[Start of Data supplied]

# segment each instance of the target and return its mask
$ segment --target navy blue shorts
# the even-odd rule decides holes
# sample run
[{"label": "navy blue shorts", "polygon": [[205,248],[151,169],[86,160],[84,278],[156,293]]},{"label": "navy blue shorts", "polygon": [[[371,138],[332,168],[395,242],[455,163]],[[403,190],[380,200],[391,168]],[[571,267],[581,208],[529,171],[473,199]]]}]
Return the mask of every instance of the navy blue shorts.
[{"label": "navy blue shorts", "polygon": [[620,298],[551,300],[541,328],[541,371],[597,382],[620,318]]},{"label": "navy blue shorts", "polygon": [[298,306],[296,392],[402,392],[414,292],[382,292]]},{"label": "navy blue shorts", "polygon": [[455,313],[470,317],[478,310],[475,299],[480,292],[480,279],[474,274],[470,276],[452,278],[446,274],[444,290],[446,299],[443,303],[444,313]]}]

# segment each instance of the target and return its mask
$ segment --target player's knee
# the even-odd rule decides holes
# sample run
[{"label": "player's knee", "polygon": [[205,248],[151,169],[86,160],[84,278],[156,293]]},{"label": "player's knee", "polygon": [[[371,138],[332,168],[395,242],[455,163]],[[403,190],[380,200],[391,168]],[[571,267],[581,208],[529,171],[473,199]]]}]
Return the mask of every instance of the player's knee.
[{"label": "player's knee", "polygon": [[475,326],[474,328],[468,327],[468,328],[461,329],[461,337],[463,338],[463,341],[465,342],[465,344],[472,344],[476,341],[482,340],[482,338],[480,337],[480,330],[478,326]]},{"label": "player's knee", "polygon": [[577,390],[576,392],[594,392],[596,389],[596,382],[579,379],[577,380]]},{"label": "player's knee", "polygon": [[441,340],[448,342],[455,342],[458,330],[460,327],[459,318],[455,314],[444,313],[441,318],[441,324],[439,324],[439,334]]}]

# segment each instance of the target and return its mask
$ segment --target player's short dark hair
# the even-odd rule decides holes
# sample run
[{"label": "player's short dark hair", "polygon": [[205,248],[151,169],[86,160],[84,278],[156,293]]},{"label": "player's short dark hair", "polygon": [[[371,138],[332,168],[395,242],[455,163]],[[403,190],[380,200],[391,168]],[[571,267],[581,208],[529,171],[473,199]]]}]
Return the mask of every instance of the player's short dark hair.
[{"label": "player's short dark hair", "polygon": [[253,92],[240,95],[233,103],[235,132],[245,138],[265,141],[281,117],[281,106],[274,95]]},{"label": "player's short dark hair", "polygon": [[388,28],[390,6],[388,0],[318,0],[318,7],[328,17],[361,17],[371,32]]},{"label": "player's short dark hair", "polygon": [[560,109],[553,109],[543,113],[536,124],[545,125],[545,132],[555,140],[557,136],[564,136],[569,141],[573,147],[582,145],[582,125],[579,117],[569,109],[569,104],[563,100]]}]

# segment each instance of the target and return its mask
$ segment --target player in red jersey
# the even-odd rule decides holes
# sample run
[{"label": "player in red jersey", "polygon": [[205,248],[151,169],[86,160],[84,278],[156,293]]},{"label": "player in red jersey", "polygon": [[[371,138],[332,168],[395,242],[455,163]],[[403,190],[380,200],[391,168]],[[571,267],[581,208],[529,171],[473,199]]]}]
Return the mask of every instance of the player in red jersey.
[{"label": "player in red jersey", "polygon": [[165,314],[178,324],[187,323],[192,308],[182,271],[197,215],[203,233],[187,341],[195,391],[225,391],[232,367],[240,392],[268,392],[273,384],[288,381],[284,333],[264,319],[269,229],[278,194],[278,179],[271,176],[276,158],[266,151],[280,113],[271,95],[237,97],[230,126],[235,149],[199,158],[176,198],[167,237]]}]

[End of Data supplied]

Rewrite the items above as a two-column CSV with the header input,output and one row per item: the item's text in input and its answer in output. Put each field in double quotes and replace every line break with a space.

- _Exercise result_:
input,output
"# segment each instance of the target and return its mask $ segment --target navy blue shorts # the even-odd rule decides holes # sample run [{""label"": ""navy blue shorts"", ""polygon"": [[205,248],[151,169],[86,160],[84,278],[156,293]]},{""label"": ""navy blue shorts"", ""polygon"": [[[371,138],[332,168],[395,242],[455,163]],[[403,190],[380,200],[391,168]],[[571,267],[581,208],[529,171],[473,199]]]}] Return the mask of every instance of the navy blue shorts.","[{""label"": ""navy blue shorts"", ""polygon"": [[620,298],[551,300],[541,328],[541,371],[597,382],[620,318]]},{""label"": ""navy blue shorts"", ""polygon"": [[298,306],[296,392],[402,392],[414,292],[382,292]]},{""label"": ""navy blue shorts"", ""polygon"": [[455,313],[470,317],[478,310],[475,299],[480,292],[480,279],[474,274],[470,276],[452,278],[446,274],[444,290],[446,299],[443,303],[444,313]]}]"
"# segment each instance of the target and return its mask $ segment --target player's knee # the even-odd rule decides holes # sample run [{""label"": ""player's knee"", ""polygon"": [[205,248],[151,169],[86,160],[84,278],[156,293]]},{""label"": ""player's knee"", ""polygon"": [[[371,138],[332,168],[395,242],[455,163]],[[403,190],[380,200],[391,168]],[[571,267],[581,208],[529,171],[473,199]]]}] Return the mask of every instance of the player's knee.","[{""label"": ""player's knee"", ""polygon"": [[475,326],[474,328],[468,327],[468,328],[461,329],[461,337],[463,338],[463,341],[465,342],[465,344],[472,344],[476,341],[482,340],[482,338],[480,337],[480,330],[478,326]]},{""label"": ""player's knee"", ""polygon"": [[577,390],[576,392],[594,392],[596,389],[596,382],[579,379],[577,380]]},{""label"": ""player's knee"", ""polygon"": [[441,340],[448,342],[455,342],[458,330],[460,327],[459,318],[455,314],[444,313],[441,318],[441,324],[439,324],[439,334]]}]"
"# segment each instance of the target and return its mask $ segment --target player's short dark hair # the even-odd rule decides holes # sample run [{""label"": ""player's short dark hair"", ""polygon"": [[205,248],[151,169],[86,160],[84,278],[156,293]]},{""label"": ""player's short dark hair"", ""polygon"": [[[371,138],[332,168],[395,242],[455,163]],[[403,190],[380,200],[391,168]],[[571,267],[581,208],[529,171],[473,199]]]}] Return the mask of every instance of the player's short dark hair.","[{""label"": ""player's short dark hair"", ""polygon"": [[253,92],[240,95],[233,103],[235,132],[245,138],[265,141],[281,117],[281,106],[274,95]]},{""label"": ""player's short dark hair"", ""polygon"": [[388,28],[390,6],[388,0],[318,0],[318,7],[328,17],[361,17],[371,32]]},{""label"": ""player's short dark hair"", ""polygon"": [[560,109],[553,109],[543,113],[536,124],[545,125],[545,132],[555,140],[557,136],[564,136],[569,141],[573,147],[582,145],[582,125],[579,117],[569,109],[569,104],[563,100]]}]"
"# segment each instance of the target and return its mask $ segment --target player in red jersey # the even-odd rule decides holes # sample run [{""label"": ""player in red jersey"", ""polygon"": [[205,248],[151,169],[86,160],[84,278],[156,293]]},{""label"": ""player in red jersey"", ""polygon"": [[[371,138],[332,168],[395,242],[455,163]],[[403,190],[380,200],[391,168]],[[571,267],[581,208],[529,171],[473,199]]]}] Return the mask of every instance of the player in red jersey.","[{""label"": ""player in red jersey"", ""polygon"": [[165,314],[178,324],[187,323],[192,308],[182,271],[197,215],[203,233],[187,341],[195,391],[225,391],[232,367],[240,392],[268,392],[273,384],[288,381],[284,333],[264,319],[269,229],[278,194],[278,179],[271,176],[276,158],[266,151],[280,113],[271,95],[237,97],[230,126],[235,149],[199,158],[176,198],[167,237]]}]"